=== TASK INPUT ===

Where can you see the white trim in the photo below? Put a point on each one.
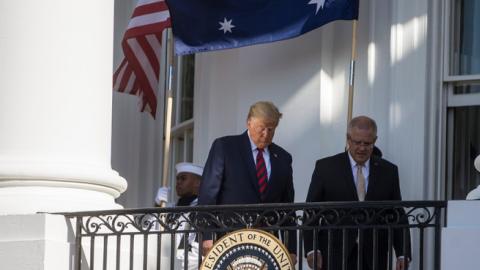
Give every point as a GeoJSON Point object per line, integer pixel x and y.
{"type": "Point", "coordinates": [462, 99]}
{"type": "Point", "coordinates": [463, 78]}
{"type": "Point", "coordinates": [177, 129]}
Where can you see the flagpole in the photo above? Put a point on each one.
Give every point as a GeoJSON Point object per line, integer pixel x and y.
{"type": "Point", "coordinates": [351, 80]}
{"type": "Point", "coordinates": [168, 110]}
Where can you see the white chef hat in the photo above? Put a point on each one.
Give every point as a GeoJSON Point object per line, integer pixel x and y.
{"type": "Point", "coordinates": [189, 167]}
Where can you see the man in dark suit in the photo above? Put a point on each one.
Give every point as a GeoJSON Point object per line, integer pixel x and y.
{"type": "Point", "coordinates": [357, 175]}
{"type": "Point", "coordinates": [249, 168]}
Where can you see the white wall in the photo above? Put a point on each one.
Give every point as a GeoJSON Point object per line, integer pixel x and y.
{"type": "Point", "coordinates": [307, 78]}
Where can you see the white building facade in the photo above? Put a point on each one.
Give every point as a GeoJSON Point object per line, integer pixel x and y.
{"type": "Point", "coordinates": [62, 142]}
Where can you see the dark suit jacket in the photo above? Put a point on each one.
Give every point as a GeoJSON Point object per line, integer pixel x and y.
{"type": "Point", "coordinates": [332, 180]}
{"type": "Point", "coordinates": [229, 176]}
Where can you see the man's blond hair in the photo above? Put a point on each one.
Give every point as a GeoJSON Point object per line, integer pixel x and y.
{"type": "Point", "coordinates": [364, 123]}
{"type": "Point", "coordinates": [265, 110]}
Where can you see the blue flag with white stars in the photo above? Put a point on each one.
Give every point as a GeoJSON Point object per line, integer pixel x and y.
{"type": "Point", "coordinates": [207, 25]}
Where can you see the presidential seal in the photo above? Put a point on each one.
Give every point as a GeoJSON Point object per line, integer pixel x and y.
{"type": "Point", "coordinates": [248, 249]}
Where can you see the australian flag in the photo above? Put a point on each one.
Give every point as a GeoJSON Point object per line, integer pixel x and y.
{"type": "Point", "coordinates": [206, 25]}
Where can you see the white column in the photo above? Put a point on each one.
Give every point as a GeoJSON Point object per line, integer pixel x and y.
{"type": "Point", "coordinates": [55, 106]}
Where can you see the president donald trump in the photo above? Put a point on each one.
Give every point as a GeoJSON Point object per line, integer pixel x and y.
{"type": "Point", "coordinates": [249, 168]}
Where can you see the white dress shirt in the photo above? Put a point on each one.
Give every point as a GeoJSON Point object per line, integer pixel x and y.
{"type": "Point", "coordinates": [365, 171]}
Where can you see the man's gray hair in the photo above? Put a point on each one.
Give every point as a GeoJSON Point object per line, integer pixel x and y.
{"type": "Point", "coordinates": [266, 110]}
{"type": "Point", "coordinates": [362, 122]}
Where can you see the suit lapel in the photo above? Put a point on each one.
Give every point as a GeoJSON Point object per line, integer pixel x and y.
{"type": "Point", "coordinates": [247, 156]}
{"type": "Point", "coordinates": [348, 177]}
{"type": "Point", "coordinates": [372, 178]}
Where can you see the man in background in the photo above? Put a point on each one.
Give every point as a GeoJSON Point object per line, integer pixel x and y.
{"type": "Point", "coordinates": [187, 187]}
{"type": "Point", "coordinates": [356, 175]}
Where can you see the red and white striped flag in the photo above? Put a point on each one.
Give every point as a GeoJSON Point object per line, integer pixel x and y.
{"type": "Point", "coordinates": [138, 74]}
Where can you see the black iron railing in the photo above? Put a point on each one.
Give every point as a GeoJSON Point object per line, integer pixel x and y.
{"type": "Point", "coordinates": [156, 238]}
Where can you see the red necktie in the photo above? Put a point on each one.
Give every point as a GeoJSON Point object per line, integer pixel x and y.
{"type": "Point", "coordinates": [261, 173]}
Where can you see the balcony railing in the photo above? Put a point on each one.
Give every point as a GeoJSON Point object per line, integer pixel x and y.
{"type": "Point", "coordinates": [155, 238]}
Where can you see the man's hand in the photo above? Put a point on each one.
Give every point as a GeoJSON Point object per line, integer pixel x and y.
{"type": "Point", "coordinates": [207, 246]}
{"type": "Point", "coordinates": [319, 260]}
{"type": "Point", "coordinates": [402, 264]}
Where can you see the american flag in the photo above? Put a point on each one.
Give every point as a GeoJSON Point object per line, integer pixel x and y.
{"type": "Point", "coordinates": [138, 73]}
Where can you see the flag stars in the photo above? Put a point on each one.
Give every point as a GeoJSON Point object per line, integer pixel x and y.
{"type": "Point", "coordinates": [226, 26]}
{"type": "Point", "coordinates": [319, 3]}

===

[YOUR GOAL]
Rewrite all of the material above, substituting "Mark each one with a point" for every occurrence of "Put a point on each one" and leaving everything else unchanged. Omit the pictures from your answer.

[CORRECT RESULT]
Where can you see the white trim in the photo below? Mark each one with a point.
Give every point as a GeoJSON Point object per line, integer pixel x and y.
{"type": "Point", "coordinates": [462, 99]}
{"type": "Point", "coordinates": [463, 78]}
{"type": "Point", "coordinates": [177, 129]}
Where can you see the flagpole in the photo above? Mark each one with a point.
Give every point as a GeoJSON Point object per line, integer pixel x and y.
{"type": "Point", "coordinates": [351, 80]}
{"type": "Point", "coordinates": [168, 110]}
Where can you see the white chef hat in the photo above? Mark each one with a point.
Give every point as a GeoJSON Point object per line, integer pixel x and y.
{"type": "Point", "coordinates": [189, 167]}
Where can you see the man in dark suit in the photo above? Mark each one with a point.
Give every point as a GeoJSON Point object per line, integer pixel x and y.
{"type": "Point", "coordinates": [357, 175]}
{"type": "Point", "coordinates": [249, 168]}
Where can you see the white wall in the photo above? Mark each one with a point.
Give every point as a GeoJSON Point object per line, integer pixel x and y.
{"type": "Point", "coordinates": [307, 78]}
Where can you see the white building facade in the photo above? Mark each one with a point.
Give every point as a GeoJSON Point object per line, integer pixel x and y.
{"type": "Point", "coordinates": [62, 142]}
Where can you see the dark suit jacket in the photo above? Mark each one with a point.
Give every point as a GeoJSON Point object per line, integer pixel x and y.
{"type": "Point", "coordinates": [332, 180]}
{"type": "Point", "coordinates": [229, 176]}
Where can you see the man's blond hair in the photo above? Mark each one with a point.
Give every point as a GeoJSON Point object per line, integer pixel x and y.
{"type": "Point", "coordinates": [364, 123]}
{"type": "Point", "coordinates": [265, 110]}
Where can you see the blue flag with white stars in the photo above? Mark each one with a point.
Give every point as a GeoJSON Point object per line, integer pixel x and y.
{"type": "Point", "coordinates": [207, 25]}
Where can you see the presidential seal in the photo above? Mark each one with a point.
Give every point as a GeoJSON Point object per line, integer pixel x and y.
{"type": "Point", "coordinates": [248, 249]}
Where can you see the australian flag in the photo above? Mark each one with a point.
Give every point as a GeoJSON Point object per line, integer pixel x and y.
{"type": "Point", "coordinates": [206, 25]}
Where can you see the white column in the photo above? Mark each one with a point.
Give every point as a GeoJSON Point object per line, integer pixel x and y.
{"type": "Point", "coordinates": [55, 106]}
Where can you see the president donald trump in the photo above? Mark each one with a point.
Give every point as a GeoJSON Point object per line, integer pixel x and y.
{"type": "Point", "coordinates": [249, 168]}
Where can you see the white dress shirt in the photo above? Mark each one with a point.
Give every point as a GeoJSON Point object per line, integer pixel x and y.
{"type": "Point", "coordinates": [365, 171]}
Where can you see the man's gray hair in the photo above? Mark each one with a point.
Give every point as a GeoJSON Point object per line, integer pixel x and y.
{"type": "Point", "coordinates": [266, 110]}
{"type": "Point", "coordinates": [362, 122]}
Where can you see the suit lapel in the photo above? Mark each one with a point.
Give every point as a GeoJSON Point object per line, integer pixel x and y.
{"type": "Point", "coordinates": [247, 156]}
{"type": "Point", "coordinates": [348, 177]}
{"type": "Point", "coordinates": [372, 178]}
Where can you see the man in background in the photo above? Mark each one with a point.
Give every point as a GeoJSON Point object per line, integer pixel x and y.
{"type": "Point", "coordinates": [187, 187]}
{"type": "Point", "coordinates": [356, 175]}
Where can you see the red and white striped flag in the photo above? Mark each one with a point.
Give every point as a GeoJSON Point object per line, integer pixel x and y.
{"type": "Point", "coordinates": [138, 74]}
Where can you see the black iron railing in the photo above? Mark each one with a point.
Give every point as a GeoJSON Point object per line, integer pixel x and y.
{"type": "Point", "coordinates": [156, 238]}
Where can you see the red necktie in the photo above? Mark each one with a point.
Give every point as a GeoJSON Point object per line, integer pixel x and y.
{"type": "Point", "coordinates": [261, 173]}
Where can you see the balcony railing in the photo above? Mark each one with a point.
Give every point as a GeoJSON Point object per line, integer pixel x and y.
{"type": "Point", "coordinates": [155, 238]}
Where can you see the man's hand in the photo above? Mark each one with a point.
Give every point as a GeoJSON Point object per line, integer pixel x and y.
{"type": "Point", "coordinates": [207, 246]}
{"type": "Point", "coordinates": [319, 260]}
{"type": "Point", "coordinates": [402, 264]}
Where can you see the american flag in the photo above? Mark each one with a point.
Give every point as a GeoJSON Point object per line, integer pixel x and y.
{"type": "Point", "coordinates": [138, 73]}
Where can you see the flag stars in the photo above? Mark each one with a point.
Give every point as a GeoJSON Point object per line, integer pixel x and y.
{"type": "Point", "coordinates": [226, 26]}
{"type": "Point", "coordinates": [319, 3]}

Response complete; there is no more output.